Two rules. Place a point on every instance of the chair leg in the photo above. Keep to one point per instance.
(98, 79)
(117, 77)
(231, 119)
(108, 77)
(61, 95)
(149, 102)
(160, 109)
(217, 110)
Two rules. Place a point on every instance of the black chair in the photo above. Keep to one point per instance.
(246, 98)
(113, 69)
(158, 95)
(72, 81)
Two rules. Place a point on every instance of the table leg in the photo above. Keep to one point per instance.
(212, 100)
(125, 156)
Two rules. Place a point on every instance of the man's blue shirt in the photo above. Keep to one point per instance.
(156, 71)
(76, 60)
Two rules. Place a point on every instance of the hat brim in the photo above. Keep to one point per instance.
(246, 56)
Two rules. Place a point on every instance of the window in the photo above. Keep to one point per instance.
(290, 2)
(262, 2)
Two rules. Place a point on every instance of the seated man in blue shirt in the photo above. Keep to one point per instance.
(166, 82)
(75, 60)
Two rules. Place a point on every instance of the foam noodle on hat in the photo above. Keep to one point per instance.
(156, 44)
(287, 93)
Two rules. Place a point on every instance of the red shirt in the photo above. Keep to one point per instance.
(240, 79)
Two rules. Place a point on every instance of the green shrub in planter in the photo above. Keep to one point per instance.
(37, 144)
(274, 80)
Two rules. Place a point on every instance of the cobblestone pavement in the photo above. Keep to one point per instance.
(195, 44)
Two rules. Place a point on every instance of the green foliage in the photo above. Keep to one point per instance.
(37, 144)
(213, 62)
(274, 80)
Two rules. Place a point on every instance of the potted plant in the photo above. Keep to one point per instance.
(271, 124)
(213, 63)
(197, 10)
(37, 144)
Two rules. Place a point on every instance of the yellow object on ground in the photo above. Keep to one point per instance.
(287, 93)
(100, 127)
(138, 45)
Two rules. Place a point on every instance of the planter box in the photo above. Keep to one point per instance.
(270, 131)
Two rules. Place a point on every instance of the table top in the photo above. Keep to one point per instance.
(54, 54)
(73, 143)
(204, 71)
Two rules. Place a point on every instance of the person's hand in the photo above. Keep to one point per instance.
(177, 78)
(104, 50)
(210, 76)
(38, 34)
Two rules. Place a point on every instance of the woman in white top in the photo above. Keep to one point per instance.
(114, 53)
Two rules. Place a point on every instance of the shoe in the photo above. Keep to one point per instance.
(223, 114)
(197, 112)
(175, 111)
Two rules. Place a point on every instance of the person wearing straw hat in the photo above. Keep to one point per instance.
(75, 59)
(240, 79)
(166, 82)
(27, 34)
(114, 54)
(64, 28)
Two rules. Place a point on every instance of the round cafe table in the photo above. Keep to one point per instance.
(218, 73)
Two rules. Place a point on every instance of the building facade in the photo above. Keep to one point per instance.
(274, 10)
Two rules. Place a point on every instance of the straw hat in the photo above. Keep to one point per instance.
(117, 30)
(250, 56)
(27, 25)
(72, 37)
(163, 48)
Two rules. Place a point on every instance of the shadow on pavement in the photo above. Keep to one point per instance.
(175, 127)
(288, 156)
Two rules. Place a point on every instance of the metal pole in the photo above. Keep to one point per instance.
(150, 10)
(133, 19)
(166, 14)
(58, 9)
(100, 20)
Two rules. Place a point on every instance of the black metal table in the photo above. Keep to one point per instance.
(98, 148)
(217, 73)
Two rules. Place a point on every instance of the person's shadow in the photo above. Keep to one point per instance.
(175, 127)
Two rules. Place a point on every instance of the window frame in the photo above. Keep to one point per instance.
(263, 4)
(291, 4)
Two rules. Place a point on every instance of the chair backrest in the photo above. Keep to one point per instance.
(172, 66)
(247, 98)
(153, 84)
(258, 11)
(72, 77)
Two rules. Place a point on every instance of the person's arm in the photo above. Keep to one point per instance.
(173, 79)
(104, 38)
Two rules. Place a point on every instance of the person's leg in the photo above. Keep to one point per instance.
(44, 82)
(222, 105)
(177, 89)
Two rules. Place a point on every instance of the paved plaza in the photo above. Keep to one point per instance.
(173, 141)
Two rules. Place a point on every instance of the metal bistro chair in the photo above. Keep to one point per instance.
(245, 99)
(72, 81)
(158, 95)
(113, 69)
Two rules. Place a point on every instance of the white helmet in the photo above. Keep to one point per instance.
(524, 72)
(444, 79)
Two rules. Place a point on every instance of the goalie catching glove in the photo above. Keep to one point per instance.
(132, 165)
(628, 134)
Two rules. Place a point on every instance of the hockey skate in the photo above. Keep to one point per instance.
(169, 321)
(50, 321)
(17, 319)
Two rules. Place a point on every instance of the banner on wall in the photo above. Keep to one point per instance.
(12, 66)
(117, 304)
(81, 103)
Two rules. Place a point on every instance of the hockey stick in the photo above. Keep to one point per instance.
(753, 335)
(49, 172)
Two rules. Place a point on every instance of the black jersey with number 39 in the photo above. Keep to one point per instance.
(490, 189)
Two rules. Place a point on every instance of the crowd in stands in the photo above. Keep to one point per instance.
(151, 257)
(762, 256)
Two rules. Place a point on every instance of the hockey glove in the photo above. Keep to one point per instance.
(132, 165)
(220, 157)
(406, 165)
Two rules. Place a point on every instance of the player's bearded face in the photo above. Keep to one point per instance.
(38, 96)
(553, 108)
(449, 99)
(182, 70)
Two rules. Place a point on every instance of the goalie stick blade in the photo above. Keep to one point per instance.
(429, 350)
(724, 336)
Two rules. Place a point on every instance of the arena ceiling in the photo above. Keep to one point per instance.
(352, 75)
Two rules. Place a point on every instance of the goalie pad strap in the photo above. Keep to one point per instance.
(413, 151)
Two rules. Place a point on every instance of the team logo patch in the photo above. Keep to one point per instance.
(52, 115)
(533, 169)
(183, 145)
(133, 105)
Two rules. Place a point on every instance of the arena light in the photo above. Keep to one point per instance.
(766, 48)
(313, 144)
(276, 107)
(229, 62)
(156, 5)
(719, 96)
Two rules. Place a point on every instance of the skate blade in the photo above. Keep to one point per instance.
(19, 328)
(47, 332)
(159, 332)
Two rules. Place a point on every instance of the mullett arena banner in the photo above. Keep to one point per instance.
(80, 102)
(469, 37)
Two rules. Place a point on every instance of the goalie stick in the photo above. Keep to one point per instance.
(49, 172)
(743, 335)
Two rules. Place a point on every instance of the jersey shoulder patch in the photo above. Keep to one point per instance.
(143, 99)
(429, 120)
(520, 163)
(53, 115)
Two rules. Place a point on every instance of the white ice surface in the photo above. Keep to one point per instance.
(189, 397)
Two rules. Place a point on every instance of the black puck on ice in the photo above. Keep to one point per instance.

WHAT THE EXERCISE ASKS:
Reproduce the lines of the entries above exactly, but only from the line containing "the hockey stick" through the final line.

RESPONSE TO THIS TASK:
Two rules. Place a point on every instance of the hockey stick in the photo above. Keep to one point per instance.
(753, 335)
(49, 172)
Two rules. Place a point on every instance of the black jersey with number 39 in the photo above. Keep to one point per instance.
(490, 189)
Two rules. Place a point on every instance of the crowd in stands in the photo above. Keep to one point per instance.
(151, 257)
(762, 256)
Two rules. Place a point on every instance of the hockey glove in the photo above. Keep to one point per instance.
(132, 165)
(220, 157)
(406, 165)
Two rules. Place a point on every instance of the player's bearded face in the photo above. Keep to one point per instance.
(38, 96)
(553, 108)
(449, 99)
(182, 70)
Two rules. Place a point on every instance of the goalie stick blade in the photo above. Keep to one point per instance.
(429, 350)
(724, 336)
Two rules. Place a point on every instance of the arena ceiling in the photo above. Keep to one point per instance.
(352, 75)
Two rules. Place a point on every instance of the goalie pad strap in the photo above. Keep to one point per instance.
(413, 151)
Two rules. Place a point on every instance of the team logo patch in the photo above. Keep to one point per instance.
(52, 115)
(533, 169)
(183, 145)
(133, 105)
Two rules. Place a point on every instance of the arena light in the photo above. Keep to one point per instance.
(766, 48)
(313, 144)
(276, 107)
(229, 62)
(156, 5)
(719, 96)
Two rules. Place a point on every instance of the skate blade in the photo above. Keep to one point per instance.
(19, 328)
(47, 332)
(159, 332)
Two rules. Place a point on every instance of the mullett arena banner in the photo above. Keep to one point per instance.
(80, 102)
(469, 37)
Two rules. Place a point on every instance of the goalie stick in the photo above. Keep to one point per instance.
(49, 172)
(743, 335)
Two rules. Place a point on every instance of the jersey shoulder patch in the photo above. Keep to one point per instance.
(143, 99)
(429, 120)
(520, 163)
(53, 115)
Two rules. Place a point on every instance of the white ice surface in the photo above. Keep to one point per instance.
(189, 397)
Two rules. Place a point on every instance of the black puck on ice in the photo above. Keep to one point per instance.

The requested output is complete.